Requirements.
**1.** Answer these about the feature-file notebook excerpt:
(a) What file extension does write_feature_file give each file it writes?
(b) Which CSV file is read into parse_df?
(c) On which columns is parse_df merged with raw_df?
**2.** Extend the feature-file notebook excerpt past its final line of code, keeping its style.

Page excerpt.
At this point, we write each `ai_response` to its own feature file, then parse and lint those files.

In [None]:
# Create and write feature file for each ai_response
# TODO: fix this for directory structure
def write_feature_file(record, experiment_dir):
    model = record['model']
    app_id = record['app_id']
    us_id = record['us_id']

    feature_content = record['ai_response']

    filename = f"{app_id}_{model}_{us_id}"

    feature_dir = experiment_dir / "features" / model
    feature_dir.mkdir(parents=True, exist_ok=True)

    feature_file_path = feature_dir / f"{filename}.feature"

    try:   
        with open(feature_file_path, 'w', encoding='utf-8') as f:
            f.write(feature_content.strip())
            
    except Exception as e:
        print(f"Error writing {feature_file_path}: {e}")

# for index, row in raw_df.iterrows():
#     write_feature_file(row, exp_dir)

<b>Review and Process Parsed Data</b>

Next, we read and review the parsed gherkin step data (generated in Gherkin_Parser.ipynb).

In [None]:
# Read parsed step data from gherkin parser output
parse_df = pd.read_csv(exp_dir / 'parsed_step_data.csv')

In [None]:
parse_df.head()

In [None]:
# parse_df contains a record per step
parse_df.shape

In [None]:
parse_df.nunique()

In [None]:
parse_df.dtypes

In [None]:
# Add us_text to parse_df by merging with raw_df on model, app_id, us_id
parse_df = parse_df.merge(raw_df[['model', 'app_id', 'us_id', 'us_text']], on=['model', 'app_id', 'us_id'], how='left')

[A block of data]
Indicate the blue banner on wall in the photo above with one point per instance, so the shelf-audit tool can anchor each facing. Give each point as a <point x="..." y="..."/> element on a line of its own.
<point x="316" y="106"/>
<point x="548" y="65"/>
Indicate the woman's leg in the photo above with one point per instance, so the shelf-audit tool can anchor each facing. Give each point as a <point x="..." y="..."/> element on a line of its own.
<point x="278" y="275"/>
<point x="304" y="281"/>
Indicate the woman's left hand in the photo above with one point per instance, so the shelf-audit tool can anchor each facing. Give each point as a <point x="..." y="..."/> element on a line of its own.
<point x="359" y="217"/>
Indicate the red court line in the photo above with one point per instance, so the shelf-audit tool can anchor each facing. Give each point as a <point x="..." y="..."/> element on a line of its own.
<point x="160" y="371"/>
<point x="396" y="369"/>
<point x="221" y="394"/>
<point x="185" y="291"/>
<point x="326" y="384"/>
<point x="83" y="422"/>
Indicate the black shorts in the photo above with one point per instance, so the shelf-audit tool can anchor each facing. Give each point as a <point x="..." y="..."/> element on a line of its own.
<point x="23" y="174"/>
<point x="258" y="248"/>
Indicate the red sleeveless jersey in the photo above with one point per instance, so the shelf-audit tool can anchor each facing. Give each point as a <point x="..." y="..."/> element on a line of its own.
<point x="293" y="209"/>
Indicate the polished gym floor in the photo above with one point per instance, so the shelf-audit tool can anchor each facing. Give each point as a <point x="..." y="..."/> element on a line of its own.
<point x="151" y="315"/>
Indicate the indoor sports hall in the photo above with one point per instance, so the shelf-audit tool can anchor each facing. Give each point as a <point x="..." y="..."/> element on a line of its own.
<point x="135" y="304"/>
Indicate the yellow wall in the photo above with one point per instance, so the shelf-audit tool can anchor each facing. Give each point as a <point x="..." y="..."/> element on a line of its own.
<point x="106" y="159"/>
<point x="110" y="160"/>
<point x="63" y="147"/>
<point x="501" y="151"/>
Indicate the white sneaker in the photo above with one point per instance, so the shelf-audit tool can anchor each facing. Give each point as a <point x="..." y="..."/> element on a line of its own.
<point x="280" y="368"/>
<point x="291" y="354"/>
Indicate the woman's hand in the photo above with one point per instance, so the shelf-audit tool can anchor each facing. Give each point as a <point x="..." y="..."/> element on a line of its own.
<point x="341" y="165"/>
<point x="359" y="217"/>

Task-by-task results.
**1.**
(a) .feature
(b) parsed_step_data.csv
(c) model, app_id and us_id

**2.**
In [None]:
parse_df.head(1)

In [None]:
parse_df.nunique()

In [None]:
parse_df.to_csv(exp_dir / 'processed_step_data.csv', index=False)

<b>Review `gherkin-lint` Reports</b>

Read and review reports generated by `gherkin-lint`.

TODO: perform this in another notebook and read results here.

<b>Create Full Scenario Dataset for Traceability Evaluation</b>

Next, we use the parsed data to create a dataset of complete scenarios (joining the parsed steps) to use in computing similarity between user stories and gherkins, in our traceability experiments.

In [None]:
processed_step_df = parse_df.copy()

In [None]:
processed_step_df.shape

In [None]:
# Remove all rows for us_ids that have error == True, i.e. where parsing failed for one or more model's output (to maintain a matched-pair dataset for traceability experiments)
error_us_ids = processed_step_df.loc[processed_step_df['error'] == True, 'us_id'].unique()
processed_step_df = processed_step_df[~processed_step_df['us_id'].isin(error_us_ids)].reset_index(drop=True)

processed_step_df.shape

In [None]:
# TODO: also remove user stories that resulted in gherkins with gherkin lint errors

In [None]:
# Check that for each model's output, us-feature mapping is one-to-one
us_feature_counts = processed_step_df.groupby(['model', 'us_id'])['feature_name'].nunique()

us_feature_counts[us_feature_counts > 1]

In [None]:
# Assign unique numeric scenario_id to each scenario_name within each model and us_id
processed_step_df['scenario_id'] = processed_step_df.groupby(['model', 'us_id'])['scenario_name'].transform(lambda x: pd.factorize(x)[0] + 1)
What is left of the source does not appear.